◆ **THE PROBLEM**:
What measurements in inches does the hot tub cover post give, and what does each one measure?

◆ **TEXT TO READ**:

————

All Spa Owners Should read this: Valuable Lesson Learned: ALWAYS Pull hot tub cover cores out and check them when you receive a new cover

DangerBoy

Well-known member
Oct 4, 2018
167
Calgary/Alberta
This is a cautionary tale for anyone who buys or is about to buy a replacement hot tub cover and it provides useful information to all hot tub owners.

I just received my new Deluxe cover for my '95 Hot Spring Grandee. It has a 5" x 3" taper, 12 mil vapor barrier (2 separate 6 mil wraps) and a whole bunch of add-on features that ran the price up to about $620 CAD including an $85 surcharge for one dimension of the cover being over 96".

Acting on the advice of an experienced friend, the first thing I did after getting it unwrapped was pull the polystyrene cores out of the cover to inspect the quality of the deluxe 12 mil wrap I paid a lot extra for and ensure that I got the wrap I paid for. To my absolute dismay and horror I found that the vapor barriers on BOTH CORES had been accidentally cut with a razor knife and hastily repaired with a strip of 2" packing tape. The cuts went through both layers of the barrier. One was nearly 7" long and the other about 5.5" long. I have marked the extent of the cuts with colored tubing in the attached photos.

One of the packing tape repair jobs was very hastily done and completely shoddy. A lot of the tape was creased and wrinkled so it wasn't even sealing the cut. Water would've started infiltrating the core almost instantly. The other repair jiob was a little better but still not very good. Besides that, I doubt the packing tape would've held up very long under the conditions it would've been subjected to and since one of the cut locations was along the inside edge (i.e. inside the fold), I suspect that core wouldn't have lasted very long before becoming waterlogged. The other core was cut along an outside edge which is exposed to the environment so may have lasted a little longer before getting waterlogged. But let's be clear here: The quality of the repair job is not what's at issue here; covers should NOT be leaving a hot tub cover factory with cuts in the core vapor barriers no matter how well the repairs to the cuts are done.

————

◆ **DATA BLOCK**:

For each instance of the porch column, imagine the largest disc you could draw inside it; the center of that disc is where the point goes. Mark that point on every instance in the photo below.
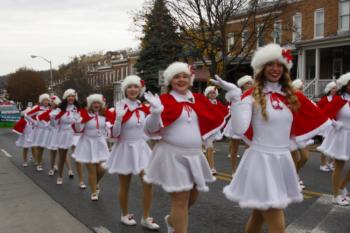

————

◆ **SOLUTION TO THE EXERCISE**:
- 5" and 3": the cover's taper ("5" x 3" taper")
- Over 96": one dimension of the cover, which triggered an $85 surcharge
- 2": the width of the packing tape strips used to repair the cuts
- Nearly 7": the length of one cut in the vapor barrier
- About 5.5": the length of the other cut